● **PASSAGE FOR REVIEW**
The frequency of data collection is crucial in the context of MBC and associated tools where data is collected at varying time intervals, ranging from hours (e.g. ecological momentary assessments) or weekly/monthly (e.g. when prompted by a clinician at an appointment). Monitoring and data entry is driven by a multitude of factors including feasibility, ease of collection and motivation and the outcomes of interest (e.g. suicidal ideation, mood) which are important, dynamic and specific to that individual. However, research into the timeliness of data collection for an individual has been limited (see ref. 51 as an exception). As such, approaches that can provide timely prompts for information given an individual’s specific circumstances would increase the level of personalised care.

Our analysis highlights that variability differs across the population and that predictions from a baseline observation are highly uncertain. The FUT values indicate how quickly information is lost and provide an approximate measure for how often an individual should be observed. These values tend to be lower when little information about a person is known (e.g. at baseline), or when someone has a highly variable course of illness. This implies that individuals should be observed more frequently during the early stages of care52 and when there is high observational variability. For example, the individual in Fig. 2d should be observed frequently (approximately weekly) compared to other individuals that had more stable trajectories.

Decisions regarding monitoring frequency need to consider several modelling and clinical factors not fully accounted for here. The recommendations assume a desired level of certainty (95% ETI range within 50% of the SIDAS range), which can be adjusted to increase or decrease the monitoring frequency. This implies that the FUT estimates should be considered as relative, rather than absolute. Furthermore, the emergence of suicidal ideation within individuals with no prior history of suicidal ideation necessitates ongoing observations. To improve our understanding of these phenomena, future work should focus on allowing for abrupt changes in an individual’s state or incorporating dynamic parameters.

Our suggestion is to observe people when we know that our prior observations have limited predictive value, rather than to observe people at an absolute higher ideation level. This is a product of the random walk nature of the model parameterisation. If there was a dependency between current suicidal ideation scores and the future change in those scores, our recommendations may change.

A future goal for this work is to construct a modelling procedure that could be implemented using digital technologies within an MBC setting. We also want to expand this to several factors that are routinely monitored. The product would be a modelling approach that provides insights about the possible trajectories that an individual could take along with the summarisation of those trajectories—such as the individualised high-ideation probability, variability and recommended FUT—that could provide quick and informative insights for clinicians. We provide an illustrative example of the trajectory updating procedure in Fig. 3.

We acknowledge that there are several limitations in this work. Data are limited to those individuals who have engaged in clinical care using the Innowell platform. Furthermore, the data may not be missing at random as individuals were not obliged to enter their data into Innowell, which could lead to biases in the recorded level of suicidal thoughts.

● **ACTIVITY A**
In the passage on monitoring suicidal ideation, what level of certainty do the monitoring-frequency recommendations assume?
● **ACTIVITY B**
Write the next part of the passage on monitoring suicidal ideation, beginning after its final sentence.

● **DATA EXCERPTS**
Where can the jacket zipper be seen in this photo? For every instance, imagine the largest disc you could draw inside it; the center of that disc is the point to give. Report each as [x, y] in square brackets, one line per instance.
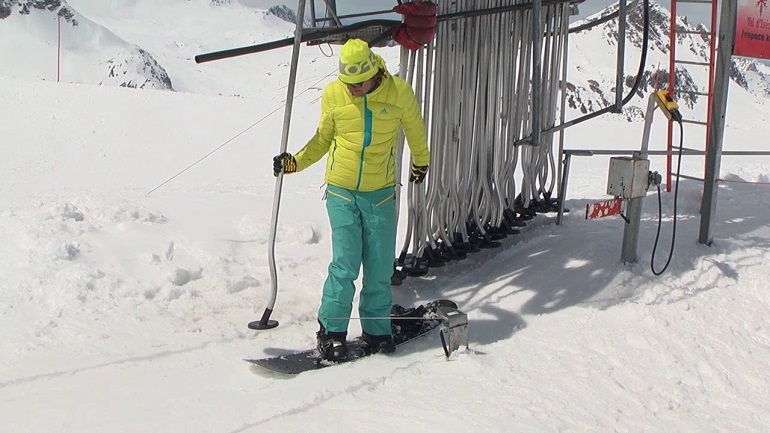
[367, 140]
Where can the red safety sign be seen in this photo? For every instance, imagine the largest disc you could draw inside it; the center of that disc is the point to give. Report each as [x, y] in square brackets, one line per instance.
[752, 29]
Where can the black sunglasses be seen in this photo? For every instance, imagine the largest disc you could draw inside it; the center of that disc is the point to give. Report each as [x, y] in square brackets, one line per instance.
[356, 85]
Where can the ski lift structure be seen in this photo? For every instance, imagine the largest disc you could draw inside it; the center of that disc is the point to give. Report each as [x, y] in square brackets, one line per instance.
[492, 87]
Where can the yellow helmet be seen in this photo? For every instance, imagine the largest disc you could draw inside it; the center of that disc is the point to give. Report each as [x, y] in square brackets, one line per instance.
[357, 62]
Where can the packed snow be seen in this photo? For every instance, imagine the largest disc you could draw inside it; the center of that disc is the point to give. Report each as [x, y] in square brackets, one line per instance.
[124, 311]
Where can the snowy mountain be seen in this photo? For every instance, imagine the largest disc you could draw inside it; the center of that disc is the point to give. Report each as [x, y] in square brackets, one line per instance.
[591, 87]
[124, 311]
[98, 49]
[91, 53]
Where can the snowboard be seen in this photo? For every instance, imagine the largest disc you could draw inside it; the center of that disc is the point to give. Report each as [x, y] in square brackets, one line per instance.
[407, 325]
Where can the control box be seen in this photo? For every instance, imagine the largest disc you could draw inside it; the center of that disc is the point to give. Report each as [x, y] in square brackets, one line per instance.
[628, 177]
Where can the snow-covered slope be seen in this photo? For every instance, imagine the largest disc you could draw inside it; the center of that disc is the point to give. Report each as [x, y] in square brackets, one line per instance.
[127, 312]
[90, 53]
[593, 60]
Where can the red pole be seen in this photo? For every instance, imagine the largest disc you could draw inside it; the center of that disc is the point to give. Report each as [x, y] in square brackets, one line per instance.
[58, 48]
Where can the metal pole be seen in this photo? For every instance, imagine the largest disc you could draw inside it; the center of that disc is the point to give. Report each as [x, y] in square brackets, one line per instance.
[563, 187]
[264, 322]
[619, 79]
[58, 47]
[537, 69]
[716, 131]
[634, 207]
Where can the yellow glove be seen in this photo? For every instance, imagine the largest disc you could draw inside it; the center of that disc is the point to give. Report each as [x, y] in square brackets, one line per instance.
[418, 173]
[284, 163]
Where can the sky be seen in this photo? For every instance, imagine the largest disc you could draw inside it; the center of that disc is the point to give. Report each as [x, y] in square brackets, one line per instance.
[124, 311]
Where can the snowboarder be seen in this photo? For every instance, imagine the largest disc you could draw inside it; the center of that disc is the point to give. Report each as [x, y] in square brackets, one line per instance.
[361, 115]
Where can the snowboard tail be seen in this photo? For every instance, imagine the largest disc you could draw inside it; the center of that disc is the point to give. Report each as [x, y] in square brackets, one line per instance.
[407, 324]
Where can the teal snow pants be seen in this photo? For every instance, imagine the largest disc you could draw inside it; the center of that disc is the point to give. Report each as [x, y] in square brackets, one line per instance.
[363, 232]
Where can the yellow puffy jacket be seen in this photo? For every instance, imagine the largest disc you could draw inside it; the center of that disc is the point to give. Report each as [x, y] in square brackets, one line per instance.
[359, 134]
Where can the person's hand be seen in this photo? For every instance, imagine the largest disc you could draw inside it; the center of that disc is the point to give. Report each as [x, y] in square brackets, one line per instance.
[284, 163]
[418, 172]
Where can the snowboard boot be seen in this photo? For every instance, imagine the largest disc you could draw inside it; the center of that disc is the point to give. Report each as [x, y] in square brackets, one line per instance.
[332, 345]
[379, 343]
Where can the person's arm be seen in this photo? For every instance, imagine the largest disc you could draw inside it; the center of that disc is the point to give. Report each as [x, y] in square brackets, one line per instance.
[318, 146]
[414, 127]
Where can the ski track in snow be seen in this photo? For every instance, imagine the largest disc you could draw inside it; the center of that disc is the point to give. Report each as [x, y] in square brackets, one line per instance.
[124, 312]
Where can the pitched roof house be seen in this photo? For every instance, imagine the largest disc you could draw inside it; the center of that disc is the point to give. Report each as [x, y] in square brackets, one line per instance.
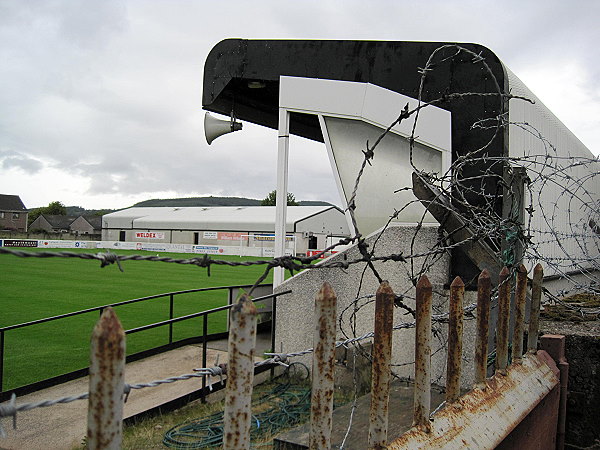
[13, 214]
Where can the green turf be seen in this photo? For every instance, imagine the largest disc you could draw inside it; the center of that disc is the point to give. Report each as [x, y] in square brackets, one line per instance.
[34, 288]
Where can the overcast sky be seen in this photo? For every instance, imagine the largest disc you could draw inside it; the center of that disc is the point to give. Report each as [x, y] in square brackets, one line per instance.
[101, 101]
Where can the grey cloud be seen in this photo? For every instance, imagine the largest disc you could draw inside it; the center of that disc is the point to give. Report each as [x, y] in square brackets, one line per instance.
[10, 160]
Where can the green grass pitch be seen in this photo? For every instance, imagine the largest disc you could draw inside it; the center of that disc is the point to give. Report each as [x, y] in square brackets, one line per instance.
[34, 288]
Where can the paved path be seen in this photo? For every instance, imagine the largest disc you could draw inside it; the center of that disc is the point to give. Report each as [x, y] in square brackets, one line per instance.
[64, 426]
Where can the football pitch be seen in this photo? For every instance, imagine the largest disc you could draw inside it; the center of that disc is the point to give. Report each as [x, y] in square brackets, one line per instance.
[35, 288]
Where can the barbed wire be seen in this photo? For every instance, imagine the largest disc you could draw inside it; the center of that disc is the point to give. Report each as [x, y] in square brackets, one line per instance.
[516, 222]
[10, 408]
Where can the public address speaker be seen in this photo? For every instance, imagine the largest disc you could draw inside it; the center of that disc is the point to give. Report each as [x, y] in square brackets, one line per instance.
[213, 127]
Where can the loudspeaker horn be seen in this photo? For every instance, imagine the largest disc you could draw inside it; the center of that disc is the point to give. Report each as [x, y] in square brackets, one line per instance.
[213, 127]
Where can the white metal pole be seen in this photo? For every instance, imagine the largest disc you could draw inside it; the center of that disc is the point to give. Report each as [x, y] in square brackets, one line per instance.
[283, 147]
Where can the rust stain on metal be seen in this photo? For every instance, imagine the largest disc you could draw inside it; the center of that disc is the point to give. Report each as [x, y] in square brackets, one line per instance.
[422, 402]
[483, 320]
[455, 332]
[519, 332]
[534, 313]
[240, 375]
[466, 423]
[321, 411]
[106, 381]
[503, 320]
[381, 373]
* * *
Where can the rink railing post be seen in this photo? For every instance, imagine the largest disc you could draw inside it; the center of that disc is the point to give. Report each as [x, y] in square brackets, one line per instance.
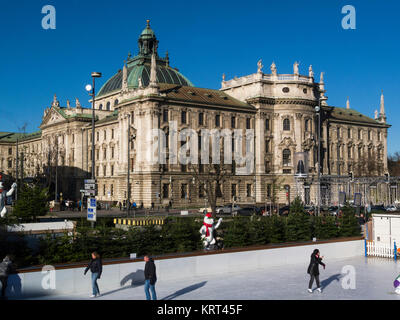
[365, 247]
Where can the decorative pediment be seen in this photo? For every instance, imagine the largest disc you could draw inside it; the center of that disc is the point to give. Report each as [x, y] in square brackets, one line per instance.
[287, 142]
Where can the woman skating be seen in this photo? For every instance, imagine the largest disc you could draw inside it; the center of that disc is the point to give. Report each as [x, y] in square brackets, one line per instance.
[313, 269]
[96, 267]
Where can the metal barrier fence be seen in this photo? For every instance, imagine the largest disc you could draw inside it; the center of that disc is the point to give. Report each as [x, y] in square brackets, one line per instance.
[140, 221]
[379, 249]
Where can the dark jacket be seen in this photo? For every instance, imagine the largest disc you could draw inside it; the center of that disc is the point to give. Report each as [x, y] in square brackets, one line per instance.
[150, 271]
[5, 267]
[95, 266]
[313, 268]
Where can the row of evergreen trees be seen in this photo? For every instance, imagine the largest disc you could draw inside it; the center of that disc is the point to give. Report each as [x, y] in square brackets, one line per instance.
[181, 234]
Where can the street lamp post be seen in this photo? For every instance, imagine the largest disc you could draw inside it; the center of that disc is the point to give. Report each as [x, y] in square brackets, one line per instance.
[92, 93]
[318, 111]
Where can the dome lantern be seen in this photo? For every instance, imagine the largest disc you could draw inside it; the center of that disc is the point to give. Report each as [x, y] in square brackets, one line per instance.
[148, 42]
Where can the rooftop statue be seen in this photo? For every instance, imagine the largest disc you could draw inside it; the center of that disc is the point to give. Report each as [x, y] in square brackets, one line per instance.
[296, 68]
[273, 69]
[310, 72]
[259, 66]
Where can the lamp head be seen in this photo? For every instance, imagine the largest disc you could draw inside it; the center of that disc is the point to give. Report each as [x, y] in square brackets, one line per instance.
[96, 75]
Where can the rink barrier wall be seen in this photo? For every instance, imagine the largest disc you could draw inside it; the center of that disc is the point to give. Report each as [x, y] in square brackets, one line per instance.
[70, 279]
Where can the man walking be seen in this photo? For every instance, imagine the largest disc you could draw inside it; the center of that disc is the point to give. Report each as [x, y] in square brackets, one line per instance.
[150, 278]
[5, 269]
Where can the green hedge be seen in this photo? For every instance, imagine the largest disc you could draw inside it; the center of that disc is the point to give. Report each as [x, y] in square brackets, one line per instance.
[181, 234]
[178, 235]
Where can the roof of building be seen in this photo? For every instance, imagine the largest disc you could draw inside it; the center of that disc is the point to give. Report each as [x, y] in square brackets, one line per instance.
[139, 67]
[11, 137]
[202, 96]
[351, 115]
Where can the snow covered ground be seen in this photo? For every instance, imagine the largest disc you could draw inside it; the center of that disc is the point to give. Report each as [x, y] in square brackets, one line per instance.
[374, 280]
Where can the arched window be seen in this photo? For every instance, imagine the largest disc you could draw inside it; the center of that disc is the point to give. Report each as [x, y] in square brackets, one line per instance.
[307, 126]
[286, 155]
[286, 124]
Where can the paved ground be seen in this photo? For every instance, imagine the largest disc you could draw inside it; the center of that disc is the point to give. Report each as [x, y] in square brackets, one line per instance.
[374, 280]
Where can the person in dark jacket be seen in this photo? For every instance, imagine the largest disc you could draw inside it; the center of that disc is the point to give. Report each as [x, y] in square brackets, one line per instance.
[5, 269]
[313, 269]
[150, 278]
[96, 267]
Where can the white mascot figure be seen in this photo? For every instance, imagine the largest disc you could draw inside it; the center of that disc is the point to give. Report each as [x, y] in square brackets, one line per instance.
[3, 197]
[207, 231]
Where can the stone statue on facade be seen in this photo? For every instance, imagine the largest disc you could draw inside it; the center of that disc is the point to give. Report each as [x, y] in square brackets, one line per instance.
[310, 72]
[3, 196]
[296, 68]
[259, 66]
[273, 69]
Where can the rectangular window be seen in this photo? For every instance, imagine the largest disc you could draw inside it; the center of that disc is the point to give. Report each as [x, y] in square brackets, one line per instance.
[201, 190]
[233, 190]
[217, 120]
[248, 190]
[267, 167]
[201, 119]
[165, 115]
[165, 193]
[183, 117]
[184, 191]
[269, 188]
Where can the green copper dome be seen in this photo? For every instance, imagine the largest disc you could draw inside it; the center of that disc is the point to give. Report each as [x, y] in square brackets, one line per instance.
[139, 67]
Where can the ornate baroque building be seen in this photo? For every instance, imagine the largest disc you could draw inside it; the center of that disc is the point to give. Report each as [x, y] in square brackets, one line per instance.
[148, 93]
...
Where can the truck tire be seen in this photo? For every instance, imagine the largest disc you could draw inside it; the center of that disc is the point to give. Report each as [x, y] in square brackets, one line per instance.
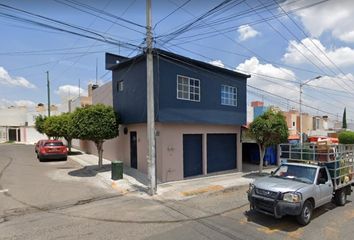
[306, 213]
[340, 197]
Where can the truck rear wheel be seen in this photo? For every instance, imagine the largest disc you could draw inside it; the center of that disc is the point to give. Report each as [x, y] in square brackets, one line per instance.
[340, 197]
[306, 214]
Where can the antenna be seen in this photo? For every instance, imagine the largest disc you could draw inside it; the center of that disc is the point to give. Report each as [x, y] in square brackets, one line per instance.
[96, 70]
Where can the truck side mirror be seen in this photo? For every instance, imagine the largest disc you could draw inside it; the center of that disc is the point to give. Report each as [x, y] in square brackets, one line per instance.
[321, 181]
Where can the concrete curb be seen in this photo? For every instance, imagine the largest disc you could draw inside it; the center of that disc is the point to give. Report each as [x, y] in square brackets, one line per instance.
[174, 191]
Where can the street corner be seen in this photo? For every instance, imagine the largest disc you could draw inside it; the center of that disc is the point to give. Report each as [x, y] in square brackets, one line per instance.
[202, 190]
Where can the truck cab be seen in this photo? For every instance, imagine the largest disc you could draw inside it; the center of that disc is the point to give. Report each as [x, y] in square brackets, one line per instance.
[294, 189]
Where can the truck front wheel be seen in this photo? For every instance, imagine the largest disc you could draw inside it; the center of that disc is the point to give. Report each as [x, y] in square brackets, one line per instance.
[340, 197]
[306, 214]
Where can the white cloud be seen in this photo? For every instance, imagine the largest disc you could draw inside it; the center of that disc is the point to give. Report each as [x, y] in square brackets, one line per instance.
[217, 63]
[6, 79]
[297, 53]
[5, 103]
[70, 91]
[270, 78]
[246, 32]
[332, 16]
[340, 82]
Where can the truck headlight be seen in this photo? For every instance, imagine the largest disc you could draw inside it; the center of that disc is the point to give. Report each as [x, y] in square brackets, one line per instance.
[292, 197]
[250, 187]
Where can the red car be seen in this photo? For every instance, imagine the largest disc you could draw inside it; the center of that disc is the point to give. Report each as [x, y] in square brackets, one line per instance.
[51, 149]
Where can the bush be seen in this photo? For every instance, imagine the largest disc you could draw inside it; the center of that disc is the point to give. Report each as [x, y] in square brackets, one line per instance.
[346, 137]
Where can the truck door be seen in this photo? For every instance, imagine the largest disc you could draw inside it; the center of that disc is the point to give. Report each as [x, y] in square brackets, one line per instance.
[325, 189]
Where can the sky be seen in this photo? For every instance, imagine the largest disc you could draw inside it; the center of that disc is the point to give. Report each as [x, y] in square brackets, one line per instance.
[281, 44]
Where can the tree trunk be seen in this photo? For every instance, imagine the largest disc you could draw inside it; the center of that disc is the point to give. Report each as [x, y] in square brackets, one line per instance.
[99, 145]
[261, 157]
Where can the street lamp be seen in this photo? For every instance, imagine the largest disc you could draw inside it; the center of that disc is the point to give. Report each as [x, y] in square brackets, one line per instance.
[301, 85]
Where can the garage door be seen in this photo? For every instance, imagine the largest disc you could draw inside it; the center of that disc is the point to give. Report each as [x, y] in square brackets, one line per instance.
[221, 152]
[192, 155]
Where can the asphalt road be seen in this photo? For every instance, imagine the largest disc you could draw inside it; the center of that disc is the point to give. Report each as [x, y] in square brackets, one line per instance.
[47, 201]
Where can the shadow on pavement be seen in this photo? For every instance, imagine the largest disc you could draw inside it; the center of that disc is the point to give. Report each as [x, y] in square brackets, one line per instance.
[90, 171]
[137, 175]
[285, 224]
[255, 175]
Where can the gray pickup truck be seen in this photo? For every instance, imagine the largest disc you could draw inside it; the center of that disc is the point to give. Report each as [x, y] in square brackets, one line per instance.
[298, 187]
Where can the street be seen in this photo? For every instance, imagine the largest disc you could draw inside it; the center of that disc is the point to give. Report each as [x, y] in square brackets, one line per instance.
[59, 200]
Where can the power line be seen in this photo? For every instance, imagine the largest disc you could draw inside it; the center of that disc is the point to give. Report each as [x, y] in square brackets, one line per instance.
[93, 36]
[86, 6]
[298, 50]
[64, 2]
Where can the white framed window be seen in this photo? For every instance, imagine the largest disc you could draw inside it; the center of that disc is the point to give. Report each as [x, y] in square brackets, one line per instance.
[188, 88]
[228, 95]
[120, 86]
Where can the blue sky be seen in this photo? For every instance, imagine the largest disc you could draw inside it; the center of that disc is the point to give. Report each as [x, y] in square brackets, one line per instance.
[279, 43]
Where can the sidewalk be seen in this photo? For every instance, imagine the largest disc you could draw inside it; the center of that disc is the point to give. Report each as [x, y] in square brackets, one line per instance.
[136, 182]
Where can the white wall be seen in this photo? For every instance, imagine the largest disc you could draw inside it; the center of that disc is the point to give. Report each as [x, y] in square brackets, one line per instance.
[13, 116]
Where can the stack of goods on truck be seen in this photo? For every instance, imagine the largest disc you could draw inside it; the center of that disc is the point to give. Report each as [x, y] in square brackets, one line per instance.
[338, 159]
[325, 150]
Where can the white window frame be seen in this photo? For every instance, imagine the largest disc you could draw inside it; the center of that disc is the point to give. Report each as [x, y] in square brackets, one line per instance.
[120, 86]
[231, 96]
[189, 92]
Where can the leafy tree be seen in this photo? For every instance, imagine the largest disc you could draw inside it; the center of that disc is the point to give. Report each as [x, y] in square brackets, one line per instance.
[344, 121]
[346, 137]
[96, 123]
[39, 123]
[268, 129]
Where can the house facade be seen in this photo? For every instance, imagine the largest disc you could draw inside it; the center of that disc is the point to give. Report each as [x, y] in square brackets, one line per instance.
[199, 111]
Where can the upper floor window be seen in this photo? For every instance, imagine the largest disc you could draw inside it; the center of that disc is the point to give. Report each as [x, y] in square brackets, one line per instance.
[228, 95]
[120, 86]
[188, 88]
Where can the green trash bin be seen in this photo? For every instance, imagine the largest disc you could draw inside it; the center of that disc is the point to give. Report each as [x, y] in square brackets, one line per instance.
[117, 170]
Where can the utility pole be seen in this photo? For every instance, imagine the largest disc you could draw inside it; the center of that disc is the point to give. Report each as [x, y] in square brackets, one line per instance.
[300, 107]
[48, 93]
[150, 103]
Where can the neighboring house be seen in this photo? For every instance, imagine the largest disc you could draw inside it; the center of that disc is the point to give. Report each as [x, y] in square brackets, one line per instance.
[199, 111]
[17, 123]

● **ANSWER AREA A**
They assume a 95% ETI range within 50% of the SIDAS range.

● **ANSWER AREA B**
The model formulation does not fully capture several aspects of suicidal ideation. The most important of which may be the binary aspect of suicidal ideation. Many individuals have no suicidal ideation throughout care, or they may transition from no suicidal ideation to a non-zero value. Similarly, other instantaneous movements or dynamic changes in their diffusion parameters are unlikely to be well-modelled. Model expansions could be made, including transitions to other qualitatively different states53 or including time-varying parameters54. We also do not explicitly include covariates at baseline within the model.

Model comparison via cross-validation is usually preferred to information criterion measures. However, a \(k\)-fold cross-validation procedure has a run time on the order of \(k\). The sampling procedure typically takes several hours depending on the number of samples requested and the model parameterisation. Thus, testing many different model parameterisations would be infeasible. As such, we used an information criterion approach to allow us to explore models at a faster rate, at the expense of using a more accurate cross-validation technique.

Several simplifications are made to estimate the updated prediction trajectories in Fig. 3. In this case, we fixed the prior for the individual-level parameters using the maximum a posteriori estimates for the population-level parameters. Thus, the population parameter uncertainties are not passed through. This is explained in Supplementary Methods 5.

Methods

Ethics

The Northern Sydney Local Health District Human Research Ethics Committees approved this study (HREC/17/HAWKE/480), and all participants gave online informed consent (via an opt-out process).

Participants

Participants were recruited from a group of individuals who presented for the first time to Headspace services (N = 400, 68.4%) in New South Wales, Queensland and South Australia between November 2018 and November 2022. We also include data from several other locations including Mind Plasticity (N = 159, 27.1%), Open Arms (N = 13, 2.2%), and the Butterfly Foundation (N = 13, 2.2%). All individuals presenting to these participating services were deemed eligible for this study, with the added requirement that they could access the Innowell platform. We included all individuals who used the Innowell platform with at least two completed observations for the suicidal ideation measure described below.

The Innowell platform

The Innowell Platform is an online platform that aims to assist in the assessment, management, and monitoring of mental ill health and maintenance of well-being3,55. It is a web-based platform that can be accessed via traditional computing and mobile devices. The platform allows young people to complete web-based clinical assessments to understand their needs; explore their personalised dashboard of results; select from recommended care options (e.g. fact sheets, apps, e-tools and other web-based systems) to support their mental health and well-being; track their progress and share their dashboard and plan with clinicians to support care.

Measures

After being sent an invitation to join the Innowell platform, participants were asked to complete an initial assessment prior to their scheduled face-to-face appointment with a clinician. All assessment data are part of the functionality of the platform, which participants complete as part of standard clinical care through their service.

The initial clinical assessment covers a range of mental health concerns, as well as comorbid and associated risk factors. The assessment includes a range of biopsychosocial domains, such as mental health (i.e. psychological distress, depressed mood, anxiety, psychosis-like experiences, mania-like experiences and post-traumatic stress), suicidal thoughts and behaviours, social and occupational functioning, sleep-wake cycle, social connectedness, alcohol use, tobacco use, non-suicidal self-harm, physical health, eating behaviours and body image. It also assesses demographic information and a history of physical and mental health problems and treatment.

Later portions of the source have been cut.